[EXERCISE PROMPT] The data below is to be written out exactly, with no pictures.
***** DATASET EXCERPTS
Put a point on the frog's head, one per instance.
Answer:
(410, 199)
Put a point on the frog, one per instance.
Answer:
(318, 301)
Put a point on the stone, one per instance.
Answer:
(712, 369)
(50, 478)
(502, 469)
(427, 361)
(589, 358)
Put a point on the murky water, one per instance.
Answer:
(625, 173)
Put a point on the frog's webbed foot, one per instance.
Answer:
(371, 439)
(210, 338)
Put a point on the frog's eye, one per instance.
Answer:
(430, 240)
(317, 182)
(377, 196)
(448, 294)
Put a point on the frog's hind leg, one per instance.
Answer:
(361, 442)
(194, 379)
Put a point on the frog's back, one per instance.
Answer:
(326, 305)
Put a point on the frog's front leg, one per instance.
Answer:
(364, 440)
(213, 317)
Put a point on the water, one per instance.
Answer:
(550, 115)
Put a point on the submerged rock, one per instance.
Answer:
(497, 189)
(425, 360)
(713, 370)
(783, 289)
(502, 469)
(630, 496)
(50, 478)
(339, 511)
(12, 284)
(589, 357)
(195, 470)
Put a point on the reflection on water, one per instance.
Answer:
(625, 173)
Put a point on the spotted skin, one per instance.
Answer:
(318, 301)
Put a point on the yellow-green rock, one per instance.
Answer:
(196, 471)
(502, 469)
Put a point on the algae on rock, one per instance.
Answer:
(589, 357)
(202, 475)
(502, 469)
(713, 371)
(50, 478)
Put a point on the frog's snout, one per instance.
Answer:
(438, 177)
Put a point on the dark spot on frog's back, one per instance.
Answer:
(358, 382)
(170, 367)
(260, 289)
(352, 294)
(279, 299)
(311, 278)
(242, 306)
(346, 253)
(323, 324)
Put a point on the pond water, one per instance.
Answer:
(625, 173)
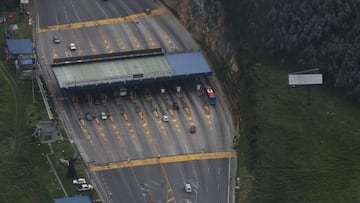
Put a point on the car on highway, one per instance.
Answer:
(97, 102)
(85, 187)
(88, 116)
(175, 106)
(103, 116)
(79, 181)
(56, 39)
(147, 11)
(72, 46)
(188, 188)
(192, 129)
(2, 20)
(165, 118)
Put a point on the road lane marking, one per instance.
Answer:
(97, 23)
(162, 160)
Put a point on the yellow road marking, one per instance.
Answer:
(162, 160)
(96, 23)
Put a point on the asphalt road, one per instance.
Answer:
(134, 129)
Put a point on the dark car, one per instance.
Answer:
(88, 117)
(192, 129)
(56, 39)
(175, 106)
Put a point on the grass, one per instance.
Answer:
(307, 153)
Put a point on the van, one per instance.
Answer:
(188, 188)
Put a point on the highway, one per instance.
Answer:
(133, 155)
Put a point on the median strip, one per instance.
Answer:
(161, 160)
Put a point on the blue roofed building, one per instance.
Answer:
(77, 199)
(20, 52)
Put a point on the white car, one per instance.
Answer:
(72, 46)
(79, 181)
(188, 188)
(165, 118)
(103, 116)
(85, 187)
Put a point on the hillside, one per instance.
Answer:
(288, 151)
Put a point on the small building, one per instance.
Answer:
(77, 199)
(20, 52)
(47, 131)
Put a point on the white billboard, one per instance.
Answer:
(305, 79)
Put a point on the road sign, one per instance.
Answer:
(305, 79)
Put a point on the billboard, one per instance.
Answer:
(305, 79)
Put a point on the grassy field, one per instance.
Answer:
(307, 153)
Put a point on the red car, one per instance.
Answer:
(12, 15)
(193, 129)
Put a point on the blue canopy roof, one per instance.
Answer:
(19, 46)
(78, 199)
(188, 63)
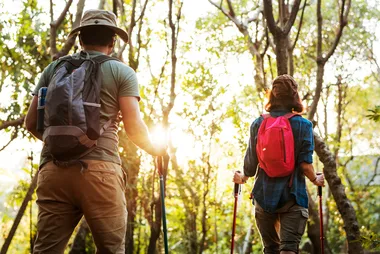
**********
[RESULT OF THE EXERCISE]
Put a point on the frog's head, one per instance.
Answer:
(410, 199)
Put a point on the frog, one per instance.
Answer:
(318, 301)
Put a point on the stone, one per instance.
Answer:
(712, 369)
(50, 478)
(502, 469)
(427, 361)
(589, 358)
Put a point on the murky water, one per instance.
Answer:
(625, 173)
Put a point on the frog's webbed foot, one per instance.
Answer:
(371, 439)
(210, 338)
Put a point on the frog's eye, one per instance.
Answer:
(430, 240)
(317, 182)
(377, 196)
(448, 294)
Put a point on the frog's hind leg, one per instance.
Answer:
(361, 442)
(194, 379)
Put a point on the frog's back, one per instance.
Answer:
(326, 305)
Put a point on the frog's front leg, one per instance.
Answer:
(364, 440)
(213, 317)
Put a point on the water, one per instance.
Answer:
(550, 115)
Put a point on the submerged rock, one per instance.
Answer:
(497, 189)
(425, 360)
(713, 370)
(783, 289)
(502, 469)
(630, 496)
(50, 478)
(339, 511)
(12, 284)
(589, 357)
(195, 470)
Put a point on the reflection on water, one per instance.
Answer:
(625, 173)
Put a point on the spotted skin, one per instance.
Answer:
(318, 301)
Put a point on the yellow-green rock, one per instance.
Answer:
(196, 471)
(502, 469)
Put a point on the algae on rock, one per instance.
Answer:
(589, 357)
(202, 475)
(502, 469)
(713, 371)
(50, 478)
Put a point on the frog's snout, one per instance.
Answer:
(438, 177)
Put a point on the dark spot on frog's back, one per instance.
Answer:
(358, 382)
(170, 367)
(260, 289)
(352, 294)
(279, 299)
(311, 278)
(242, 306)
(346, 253)
(323, 324)
Put a point on the pond water, one per instance.
Answer:
(625, 173)
Put a point on the car on highway, one per instance.
Answer:
(97, 102)
(85, 187)
(88, 116)
(175, 106)
(103, 116)
(79, 181)
(56, 39)
(147, 11)
(72, 46)
(188, 188)
(192, 129)
(2, 20)
(165, 118)
Put a point on the road lane marking, one per instance.
Answer:
(97, 23)
(162, 160)
Put a point on the yellow road marking, one per instance.
Answer:
(162, 160)
(96, 23)
Put a point on the asphalt road, one per instance.
Answer:
(134, 129)
Put a point on the dark car, one per instance.
Answer:
(88, 117)
(192, 129)
(56, 39)
(175, 106)
Put a point on the grass, one per instance.
Answer:
(307, 153)
Put a point on the van, one per instance.
Answer:
(188, 188)
Put a point on the highway, one per instance.
Answer:
(133, 155)
Put a point on the median strip, one per instance.
Answer:
(161, 160)
Put a point on the blue roofed building, one per instance.
Answer:
(77, 199)
(20, 52)
Put a point on the white car, one per instance.
Answer:
(72, 46)
(79, 181)
(188, 188)
(165, 118)
(103, 116)
(85, 187)
Put a point on the hillside, one per instance.
Answer:
(288, 151)
Put a point on the small building, one per instance.
Answer:
(77, 199)
(20, 52)
(47, 131)
Put a point on the white billboard, one per instance.
Answer:
(305, 79)
Put a point on the road sign, one per instance.
Answer:
(305, 79)
Put a point on the billboard, one per instance.
Answer:
(305, 79)
Put a point on the grassy field, one per instance.
Answer:
(307, 153)
Put a point on the red car, one per instance.
Answer:
(12, 15)
(193, 129)
Put a point on the blue canopy roof, one per instance.
Answer:
(19, 46)
(78, 199)
(188, 63)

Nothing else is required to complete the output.